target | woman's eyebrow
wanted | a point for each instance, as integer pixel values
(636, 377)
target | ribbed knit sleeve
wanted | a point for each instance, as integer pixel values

==========

Give back the whole listing above, identical in every line.

target | woman's eyebrow
wanted | a point for each instance, as integer pixel values
(636, 377)
target | ribbed knit sleeve
wanted | a point for each instance, as integer pixel values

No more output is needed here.